• What you will do: Rewrite everything from the start of the entries down to the line containing "647 271 737 293", both ends included. Shift each pixel coordinate in the answers by adding 108, keep every other line as it is, and leave out the pictures.

[Start of The input]

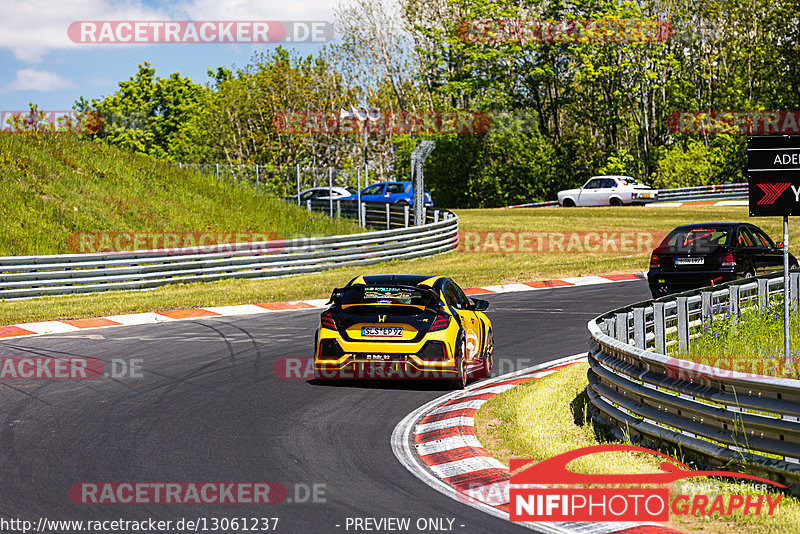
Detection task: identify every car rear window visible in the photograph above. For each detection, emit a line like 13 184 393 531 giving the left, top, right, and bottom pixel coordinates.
661 225 731 251
341 286 433 307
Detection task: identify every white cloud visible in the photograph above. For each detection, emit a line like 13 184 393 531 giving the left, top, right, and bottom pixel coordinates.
0 0 339 63
3 69 75 92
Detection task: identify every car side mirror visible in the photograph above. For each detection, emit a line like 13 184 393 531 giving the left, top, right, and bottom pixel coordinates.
472 299 489 311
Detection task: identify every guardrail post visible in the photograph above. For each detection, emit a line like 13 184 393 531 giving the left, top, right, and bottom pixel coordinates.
700 291 714 333
614 312 630 343
758 278 769 310
633 308 647 350
728 285 742 323
789 273 800 309
603 319 616 339
675 297 689 353
653 302 667 354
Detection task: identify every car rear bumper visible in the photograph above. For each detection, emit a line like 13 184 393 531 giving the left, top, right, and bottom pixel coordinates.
647 271 737 293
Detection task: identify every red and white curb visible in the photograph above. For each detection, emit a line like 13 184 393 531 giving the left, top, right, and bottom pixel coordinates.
392 354 680 534
645 200 749 208
0 273 645 339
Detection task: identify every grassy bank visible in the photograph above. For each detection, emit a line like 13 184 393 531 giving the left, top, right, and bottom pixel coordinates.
475 364 800 534
0 133 359 256
0 134 784 325
0 203 788 325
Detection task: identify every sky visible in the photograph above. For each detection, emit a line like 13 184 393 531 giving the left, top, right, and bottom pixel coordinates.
0 0 339 111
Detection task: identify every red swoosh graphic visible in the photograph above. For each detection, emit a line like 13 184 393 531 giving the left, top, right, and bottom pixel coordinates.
756 183 791 206
509 445 786 488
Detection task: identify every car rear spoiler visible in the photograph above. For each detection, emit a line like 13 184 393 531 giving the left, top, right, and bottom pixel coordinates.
325 284 441 313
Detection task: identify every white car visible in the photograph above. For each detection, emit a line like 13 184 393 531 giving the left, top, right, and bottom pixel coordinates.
289 186 356 202
558 176 658 208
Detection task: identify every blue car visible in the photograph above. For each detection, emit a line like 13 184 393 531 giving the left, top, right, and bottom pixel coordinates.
340 182 433 206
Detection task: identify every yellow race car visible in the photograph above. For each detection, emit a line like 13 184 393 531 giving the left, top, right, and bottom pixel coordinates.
314 274 494 389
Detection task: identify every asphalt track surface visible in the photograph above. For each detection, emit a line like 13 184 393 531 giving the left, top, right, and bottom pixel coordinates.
0 281 649 534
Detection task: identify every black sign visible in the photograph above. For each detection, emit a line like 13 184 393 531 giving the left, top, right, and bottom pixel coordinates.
747 135 800 217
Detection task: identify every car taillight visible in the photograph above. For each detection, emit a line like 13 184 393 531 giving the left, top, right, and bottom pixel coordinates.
320 311 336 330
319 339 344 360
419 341 447 362
719 252 736 267
428 315 450 332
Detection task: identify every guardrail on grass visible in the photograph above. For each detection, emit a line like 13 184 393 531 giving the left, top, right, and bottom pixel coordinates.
0 210 458 299
301 199 450 230
587 272 800 492
656 183 747 202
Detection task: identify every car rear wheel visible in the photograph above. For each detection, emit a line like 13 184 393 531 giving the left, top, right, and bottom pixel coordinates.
475 330 494 378
448 335 467 389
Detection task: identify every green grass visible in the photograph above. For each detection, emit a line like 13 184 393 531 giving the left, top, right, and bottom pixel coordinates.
0 203 800 325
678 297 800 379
0 133 359 255
475 364 800 534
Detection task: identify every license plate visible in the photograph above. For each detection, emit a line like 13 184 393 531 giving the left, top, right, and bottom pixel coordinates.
361 326 403 337
675 258 706 265
364 354 395 362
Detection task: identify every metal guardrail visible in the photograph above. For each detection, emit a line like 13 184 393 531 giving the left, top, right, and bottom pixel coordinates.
0 216 458 299
587 272 800 492
496 183 748 209
303 199 450 230
656 183 747 202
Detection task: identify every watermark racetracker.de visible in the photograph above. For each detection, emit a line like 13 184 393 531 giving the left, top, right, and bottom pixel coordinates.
0 356 144 380
457 230 667 254
67 20 334 44
67 231 286 254
667 111 800 135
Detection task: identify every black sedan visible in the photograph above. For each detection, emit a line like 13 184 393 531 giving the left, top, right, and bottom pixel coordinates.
647 222 797 298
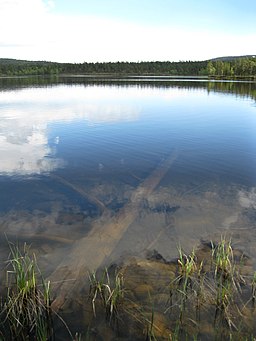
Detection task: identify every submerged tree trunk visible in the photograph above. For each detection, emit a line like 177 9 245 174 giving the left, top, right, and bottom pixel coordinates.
49 151 177 310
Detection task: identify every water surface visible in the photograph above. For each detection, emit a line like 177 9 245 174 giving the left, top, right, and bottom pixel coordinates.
0 78 256 338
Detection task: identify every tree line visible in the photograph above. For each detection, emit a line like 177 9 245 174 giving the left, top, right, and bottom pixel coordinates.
0 57 256 77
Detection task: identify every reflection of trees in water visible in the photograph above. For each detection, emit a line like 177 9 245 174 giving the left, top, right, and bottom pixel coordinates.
0 76 256 100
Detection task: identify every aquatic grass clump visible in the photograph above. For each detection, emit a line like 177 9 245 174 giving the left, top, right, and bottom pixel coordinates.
89 269 124 323
2 243 53 341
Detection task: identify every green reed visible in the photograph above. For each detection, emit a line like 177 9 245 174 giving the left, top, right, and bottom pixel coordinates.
89 269 124 323
2 243 53 341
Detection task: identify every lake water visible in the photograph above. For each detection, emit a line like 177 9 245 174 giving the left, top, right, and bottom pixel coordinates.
0 77 256 338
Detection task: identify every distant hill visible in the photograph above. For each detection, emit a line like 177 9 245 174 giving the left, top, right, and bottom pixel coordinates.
0 55 256 79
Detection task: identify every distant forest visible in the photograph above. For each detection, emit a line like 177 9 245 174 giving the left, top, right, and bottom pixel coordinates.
0 56 256 78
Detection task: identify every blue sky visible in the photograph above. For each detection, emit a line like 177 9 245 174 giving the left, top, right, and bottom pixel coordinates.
0 0 256 62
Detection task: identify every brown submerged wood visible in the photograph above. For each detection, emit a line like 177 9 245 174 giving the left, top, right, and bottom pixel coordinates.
49 151 177 310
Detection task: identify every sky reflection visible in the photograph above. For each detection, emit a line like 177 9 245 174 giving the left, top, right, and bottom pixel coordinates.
0 86 139 175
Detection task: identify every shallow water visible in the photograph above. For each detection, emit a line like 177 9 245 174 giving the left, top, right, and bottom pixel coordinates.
0 77 256 338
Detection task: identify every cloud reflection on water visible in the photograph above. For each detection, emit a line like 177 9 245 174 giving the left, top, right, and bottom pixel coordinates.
0 86 140 175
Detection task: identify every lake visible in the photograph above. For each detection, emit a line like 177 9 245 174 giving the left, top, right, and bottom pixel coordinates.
0 77 256 339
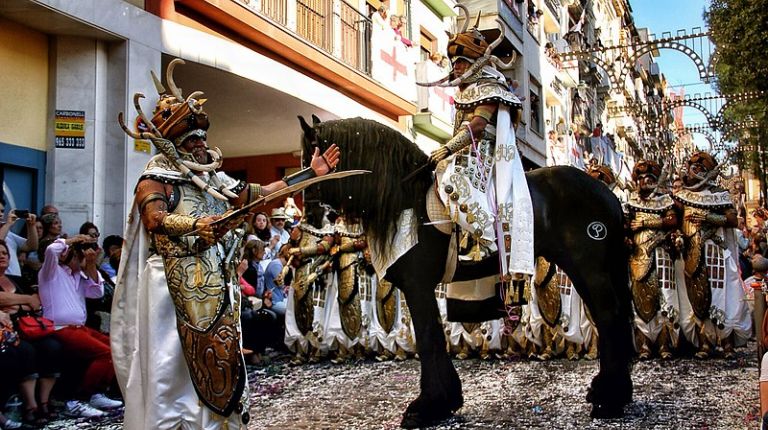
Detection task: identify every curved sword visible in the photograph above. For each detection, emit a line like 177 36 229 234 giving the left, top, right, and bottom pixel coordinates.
182 170 371 236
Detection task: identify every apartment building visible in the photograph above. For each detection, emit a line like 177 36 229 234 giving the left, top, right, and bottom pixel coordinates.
0 0 455 234
0 0 664 234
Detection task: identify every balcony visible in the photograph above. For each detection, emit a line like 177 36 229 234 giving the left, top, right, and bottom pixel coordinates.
255 0 371 76
542 0 560 33
544 0 561 18
413 61 456 139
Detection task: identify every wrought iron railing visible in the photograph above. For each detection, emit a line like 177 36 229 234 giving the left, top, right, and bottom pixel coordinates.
340 0 371 75
261 0 288 27
296 0 333 53
240 0 371 76
544 0 560 20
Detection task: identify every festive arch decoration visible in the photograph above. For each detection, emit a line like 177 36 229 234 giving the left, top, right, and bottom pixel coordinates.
560 50 620 90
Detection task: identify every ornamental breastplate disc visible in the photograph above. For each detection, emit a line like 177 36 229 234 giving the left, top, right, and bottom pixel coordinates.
153 181 246 416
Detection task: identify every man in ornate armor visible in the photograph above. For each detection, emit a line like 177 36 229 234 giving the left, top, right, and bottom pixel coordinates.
285 201 333 364
369 275 405 361
328 215 372 363
422 5 534 275
111 60 339 429
528 257 586 360
626 160 680 360
672 152 752 358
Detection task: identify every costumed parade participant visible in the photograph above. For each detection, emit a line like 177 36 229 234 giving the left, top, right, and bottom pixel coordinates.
368 275 400 361
672 151 752 358
626 160 684 360
326 215 372 364
527 258 590 360
421 5 534 276
111 60 339 430
420 5 534 358
283 201 333 365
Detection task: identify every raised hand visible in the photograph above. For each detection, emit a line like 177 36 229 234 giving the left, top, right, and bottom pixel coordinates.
309 144 341 176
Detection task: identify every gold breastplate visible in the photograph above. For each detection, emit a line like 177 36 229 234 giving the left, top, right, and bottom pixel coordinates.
153 181 247 416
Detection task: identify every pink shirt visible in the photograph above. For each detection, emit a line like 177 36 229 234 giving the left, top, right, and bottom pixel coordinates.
37 239 104 328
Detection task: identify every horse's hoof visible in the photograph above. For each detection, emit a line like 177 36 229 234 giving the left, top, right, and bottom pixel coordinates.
400 411 453 429
589 404 624 419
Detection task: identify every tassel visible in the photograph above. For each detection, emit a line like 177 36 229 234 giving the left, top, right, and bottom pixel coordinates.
472 241 483 261
194 258 203 288
459 231 469 249
504 282 514 306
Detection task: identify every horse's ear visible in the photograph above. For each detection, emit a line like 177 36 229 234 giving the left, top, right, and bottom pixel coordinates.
298 115 315 142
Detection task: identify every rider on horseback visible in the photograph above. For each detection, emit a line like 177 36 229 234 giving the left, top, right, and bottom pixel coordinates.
423 5 534 275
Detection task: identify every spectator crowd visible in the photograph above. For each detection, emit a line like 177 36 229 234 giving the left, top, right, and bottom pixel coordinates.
0 203 123 429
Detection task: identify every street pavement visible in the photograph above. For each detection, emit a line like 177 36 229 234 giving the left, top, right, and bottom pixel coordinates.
27 342 759 430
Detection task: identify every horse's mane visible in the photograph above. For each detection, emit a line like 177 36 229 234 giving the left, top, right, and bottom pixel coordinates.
302 118 432 255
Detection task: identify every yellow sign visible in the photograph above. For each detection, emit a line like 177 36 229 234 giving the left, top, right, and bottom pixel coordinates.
133 139 152 154
53 110 85 149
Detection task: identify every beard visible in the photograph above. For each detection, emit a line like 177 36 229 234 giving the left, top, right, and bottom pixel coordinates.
192 148 209 164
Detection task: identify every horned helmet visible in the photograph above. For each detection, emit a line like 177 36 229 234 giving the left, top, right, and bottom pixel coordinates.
416 4 517 87
587 159 616 186
632 160 661 191
117 58 237 200
681 151 719 188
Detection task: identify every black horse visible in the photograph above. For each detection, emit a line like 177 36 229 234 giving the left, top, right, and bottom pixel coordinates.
299 116 633 428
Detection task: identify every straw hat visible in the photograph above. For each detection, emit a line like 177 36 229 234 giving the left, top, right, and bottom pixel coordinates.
269 208 291 220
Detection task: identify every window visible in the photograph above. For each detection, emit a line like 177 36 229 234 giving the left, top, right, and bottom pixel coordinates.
528 77 544 136
419 28 438 61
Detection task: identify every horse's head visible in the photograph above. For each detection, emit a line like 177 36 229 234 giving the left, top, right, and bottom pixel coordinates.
299 115 432 255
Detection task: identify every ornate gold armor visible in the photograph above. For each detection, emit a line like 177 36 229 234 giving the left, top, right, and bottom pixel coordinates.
376 278 397 333
336 220 370 339
292 223 332 336
628 195 674 323
152 178 247 416
533 257 562 327
674 190 733 320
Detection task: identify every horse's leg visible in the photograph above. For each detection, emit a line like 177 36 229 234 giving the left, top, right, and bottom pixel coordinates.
387 227 464 428
571 258 633 418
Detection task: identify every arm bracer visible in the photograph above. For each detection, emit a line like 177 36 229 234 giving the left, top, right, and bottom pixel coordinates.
283 167 317 187
248 184 261 203
643 218 664 229
139 193 168 214
704 212 728 226
163 214 197 236
445 127 472 154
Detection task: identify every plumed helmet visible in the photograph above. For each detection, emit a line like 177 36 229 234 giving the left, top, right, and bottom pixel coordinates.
632 160 661 181
587 160 616 185
448 4 488 63
752 255 768 272
143 59 210 146
448 28 488 62
688 151 717 170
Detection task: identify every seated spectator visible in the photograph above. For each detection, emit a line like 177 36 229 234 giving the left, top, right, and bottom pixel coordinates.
19 219 43 274
269 208 291 250
389 15 413 48
242 240 265 298
37 213 62 264
0 202 38 276
263 244 291 317
38 235 122 417
0 240 61 428
744 254 768 312
248 212 282 260
99 235 123 282
238 240 283 364
283 197 303 226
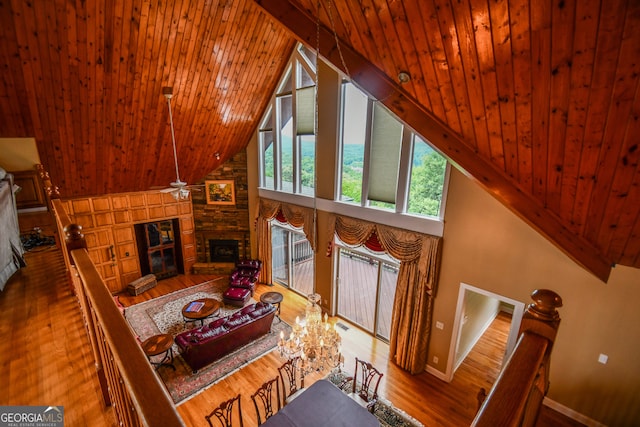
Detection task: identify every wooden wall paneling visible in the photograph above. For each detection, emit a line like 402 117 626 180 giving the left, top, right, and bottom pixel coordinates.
113 224 141 290
178 200 191 216
69 198 93 215
180 215 198 274
148 206 165 220
144 192 164 206
83 228 122 293
113 210 131 224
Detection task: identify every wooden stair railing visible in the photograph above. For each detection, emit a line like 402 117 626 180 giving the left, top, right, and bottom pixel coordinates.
471 289 562 427
51 199 184 427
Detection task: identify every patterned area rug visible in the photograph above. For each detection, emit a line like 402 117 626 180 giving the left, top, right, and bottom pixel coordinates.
326 371 424 427
125 280 291 404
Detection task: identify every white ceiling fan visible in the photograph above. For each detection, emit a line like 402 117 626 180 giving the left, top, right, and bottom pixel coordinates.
160 87 198 200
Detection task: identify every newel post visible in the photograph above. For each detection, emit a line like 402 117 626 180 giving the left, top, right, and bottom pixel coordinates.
64 224 87 265
519 289 562 342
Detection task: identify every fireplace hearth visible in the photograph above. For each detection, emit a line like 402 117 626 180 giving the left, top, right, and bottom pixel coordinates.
209 240 239 263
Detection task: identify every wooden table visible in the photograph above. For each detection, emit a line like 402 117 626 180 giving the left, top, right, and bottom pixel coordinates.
260 291 284 322
182 298 222 325
262 380 380 427
142 334 176 371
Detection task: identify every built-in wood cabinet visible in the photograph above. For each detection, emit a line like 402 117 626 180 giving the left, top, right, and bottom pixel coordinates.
136 219 182 279
63 191 196 293
11 170 47 209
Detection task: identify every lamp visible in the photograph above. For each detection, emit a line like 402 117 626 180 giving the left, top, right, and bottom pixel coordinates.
278 294 342 376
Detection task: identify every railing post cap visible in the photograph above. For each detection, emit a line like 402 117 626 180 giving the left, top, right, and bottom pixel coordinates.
528 289 562 320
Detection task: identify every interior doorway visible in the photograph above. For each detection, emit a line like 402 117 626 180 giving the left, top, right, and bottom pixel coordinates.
447 283 525 379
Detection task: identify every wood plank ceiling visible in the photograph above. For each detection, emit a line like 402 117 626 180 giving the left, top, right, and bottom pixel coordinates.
0 0 640 281
0 0 295 197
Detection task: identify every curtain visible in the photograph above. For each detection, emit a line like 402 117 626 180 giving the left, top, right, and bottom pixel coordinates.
256 198 316 283
329 216 442 374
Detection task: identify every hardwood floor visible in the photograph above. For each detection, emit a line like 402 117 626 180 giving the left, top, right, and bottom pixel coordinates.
0 212 581 427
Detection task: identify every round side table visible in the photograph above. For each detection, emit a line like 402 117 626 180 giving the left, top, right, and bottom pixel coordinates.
142 334 176 371
260 291 284 322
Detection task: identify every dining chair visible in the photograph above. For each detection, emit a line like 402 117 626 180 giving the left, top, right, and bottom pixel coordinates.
251 376 282 425
340 357 384 413
204 395 244 427
278 357 304 405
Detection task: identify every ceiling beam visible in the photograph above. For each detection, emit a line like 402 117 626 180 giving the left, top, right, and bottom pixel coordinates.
255 0 612 282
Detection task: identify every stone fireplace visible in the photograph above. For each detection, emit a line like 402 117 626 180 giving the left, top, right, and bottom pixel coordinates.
209 239 240 263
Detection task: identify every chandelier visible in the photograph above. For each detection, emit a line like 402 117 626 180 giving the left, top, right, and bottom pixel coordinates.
278 294 342 375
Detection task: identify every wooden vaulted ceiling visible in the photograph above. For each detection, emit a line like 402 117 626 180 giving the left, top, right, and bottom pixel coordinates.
0 0 640 281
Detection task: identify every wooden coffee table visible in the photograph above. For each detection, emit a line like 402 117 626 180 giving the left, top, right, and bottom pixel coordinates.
182 298 222 325
142 334 176 371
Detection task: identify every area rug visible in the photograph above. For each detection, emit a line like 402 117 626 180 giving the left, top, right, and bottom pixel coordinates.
326 370 424 427
125 280 291 404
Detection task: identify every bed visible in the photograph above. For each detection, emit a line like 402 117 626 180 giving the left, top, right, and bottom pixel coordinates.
0 168 25 291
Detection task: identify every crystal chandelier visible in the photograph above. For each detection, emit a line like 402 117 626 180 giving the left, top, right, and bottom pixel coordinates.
278 294 342 375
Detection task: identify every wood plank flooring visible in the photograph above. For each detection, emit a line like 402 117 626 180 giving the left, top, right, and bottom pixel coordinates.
0 212 581 427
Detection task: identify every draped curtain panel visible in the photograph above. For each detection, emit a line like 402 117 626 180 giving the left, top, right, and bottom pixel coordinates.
256 198 317 283
329 216 442 374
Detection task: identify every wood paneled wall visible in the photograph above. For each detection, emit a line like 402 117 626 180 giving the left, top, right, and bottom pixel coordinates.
63 191 196 293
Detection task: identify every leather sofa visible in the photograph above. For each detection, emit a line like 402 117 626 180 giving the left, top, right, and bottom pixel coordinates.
222 259 262 307
174 302 276 372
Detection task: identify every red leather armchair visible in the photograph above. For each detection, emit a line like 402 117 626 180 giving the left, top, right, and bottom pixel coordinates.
222 259 262 307
229 259 262 296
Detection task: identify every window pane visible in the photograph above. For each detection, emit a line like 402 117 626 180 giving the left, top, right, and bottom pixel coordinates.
340 83 368 204
297 63 316 87
368 103 402 205
260 130 275 190
271 225 289 286
278 95 294 193
376 262 398 341
338 248 379 332
296 86 316 135
291 232 315 296
298 135 316 196
407 135 447 217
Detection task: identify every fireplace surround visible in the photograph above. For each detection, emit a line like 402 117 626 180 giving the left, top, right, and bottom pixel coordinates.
209 239 240 263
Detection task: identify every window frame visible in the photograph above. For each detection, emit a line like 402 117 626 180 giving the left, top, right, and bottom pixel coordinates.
258 45 317 197
334 79 451 224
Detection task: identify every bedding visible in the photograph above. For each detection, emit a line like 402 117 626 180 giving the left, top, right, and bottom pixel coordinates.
0 170 25 291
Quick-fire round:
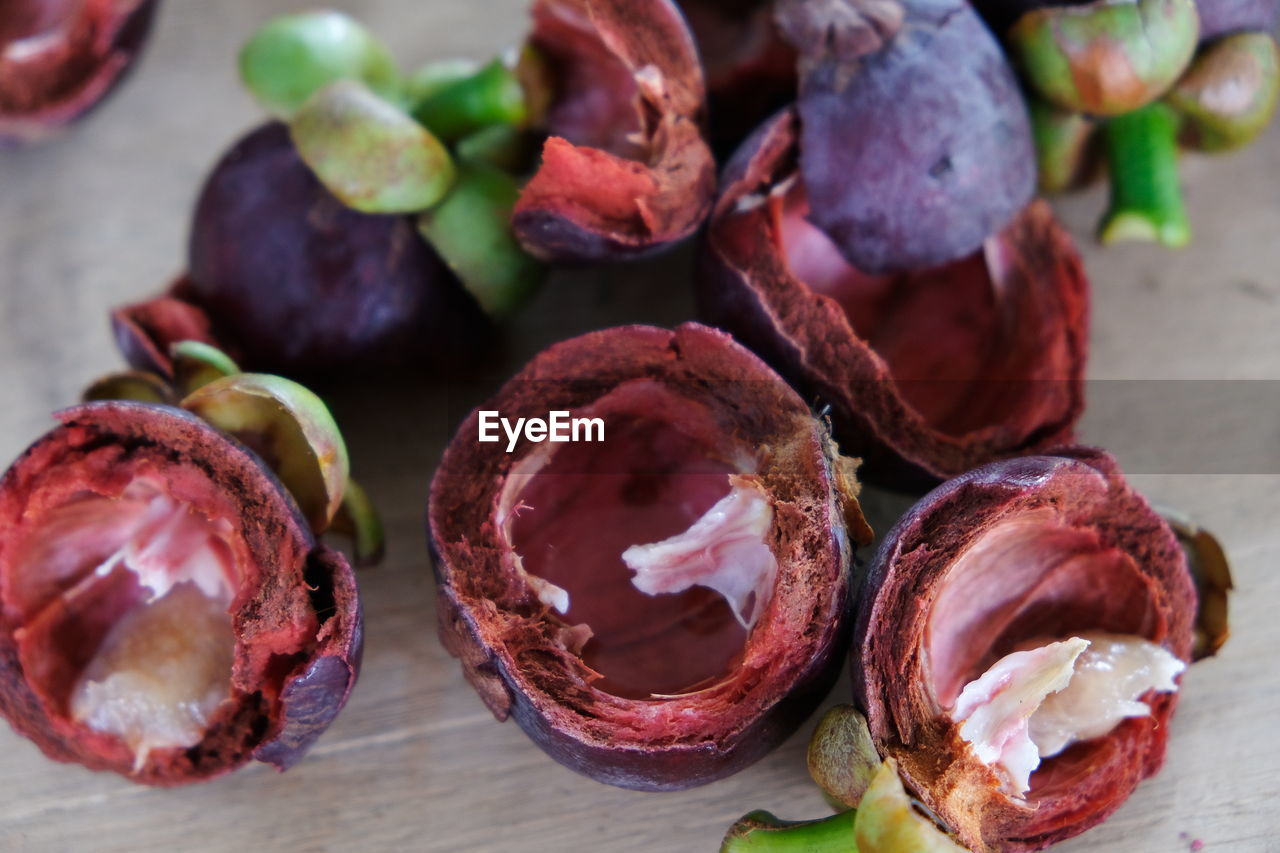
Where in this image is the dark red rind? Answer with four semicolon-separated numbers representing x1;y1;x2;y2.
174;123;489;375
0;401;358;786
698;111;1088;491
787;0;1036;273
852;448;1196;852
680;0;799;158
512;0;716;261
1196;0;1280;44
429;324;869;790
0;0;157;145
253;546;365;771
111;278;225;378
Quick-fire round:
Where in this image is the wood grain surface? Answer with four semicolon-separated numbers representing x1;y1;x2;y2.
0;0;1280;853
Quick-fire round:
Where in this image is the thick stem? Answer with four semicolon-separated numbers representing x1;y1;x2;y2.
721;811;858;853
1098;102;1192;247
329;478;387;569
413;59;529;142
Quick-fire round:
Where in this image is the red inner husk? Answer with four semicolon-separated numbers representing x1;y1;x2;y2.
5;478;243;715
924;508;1165;803
504;380;746;699
771;184;1052;438
0;0;80;47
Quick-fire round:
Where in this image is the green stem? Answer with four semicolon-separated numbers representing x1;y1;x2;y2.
329;478;387;567
721;809;858;853
1100;102;1192;247
417;161;547;319
413;59;527;142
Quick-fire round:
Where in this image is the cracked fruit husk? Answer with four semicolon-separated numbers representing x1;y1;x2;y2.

[End of The input]

• Solution:
Detection task: identify every car rear window visible in the photograph above. For each detection, emit a line like 13 184 393 531 giving the left, top, right, and bottom pixel coordinates.
769 333 839 359
449 394 541 415
Detection task: identify every white cloud visible in the photograph above. For each detection, emit a line like 13 184 393 531 giving the left, top, right, and bottom pixel coordinates.
108 108 447 171
111 177 183 200
Detection task: identify every car side mirror visible in the photograph above. For each detection, emit a line like 13 184 393 531 giving the left, top, right, and bottom pixel coordinates.
580 407 597 419
Detection task: identify every guardrail post visible in the photograph above. For each detection, emit a line like 13 184 393 531 giving the left, top, right, and bottom pixel coordinates.
808 399 822 441
722 420 738 451
866 386 877 418
741 416 755 458
836 393 850 431
897 381 908 417
711 427 724 447
783 405 797 461
761 410 775 462
Detection task: identify every car rear bumper visible in the photograph above. For each detection, emit a line like 13 184 393 531 giving the left, top, right, and bottom pixel coordinates.
755 379 845 401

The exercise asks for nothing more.